(Task statement): Scan the listing below. Copy each line that contains "lion".

(Source data):
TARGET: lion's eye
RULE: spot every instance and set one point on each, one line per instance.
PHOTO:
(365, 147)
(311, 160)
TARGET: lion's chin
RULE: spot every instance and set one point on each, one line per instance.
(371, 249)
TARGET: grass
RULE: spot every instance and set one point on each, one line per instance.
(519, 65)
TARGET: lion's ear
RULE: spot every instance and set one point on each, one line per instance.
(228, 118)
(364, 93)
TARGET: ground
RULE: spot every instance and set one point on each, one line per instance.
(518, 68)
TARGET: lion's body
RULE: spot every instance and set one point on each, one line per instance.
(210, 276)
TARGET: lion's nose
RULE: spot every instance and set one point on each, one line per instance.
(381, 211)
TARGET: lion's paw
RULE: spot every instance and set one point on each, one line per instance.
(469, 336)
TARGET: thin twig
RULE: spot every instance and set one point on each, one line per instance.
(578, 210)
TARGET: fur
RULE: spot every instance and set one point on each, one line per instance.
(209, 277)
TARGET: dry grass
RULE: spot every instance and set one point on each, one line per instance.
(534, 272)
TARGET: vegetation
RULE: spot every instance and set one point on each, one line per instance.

(Solution below):
TARGET: lion's eye
TARGET: lion's chin
TARGET: lion's ear
TARGET: lion's body
TARGET: lion's nose
TARGET: lion's paw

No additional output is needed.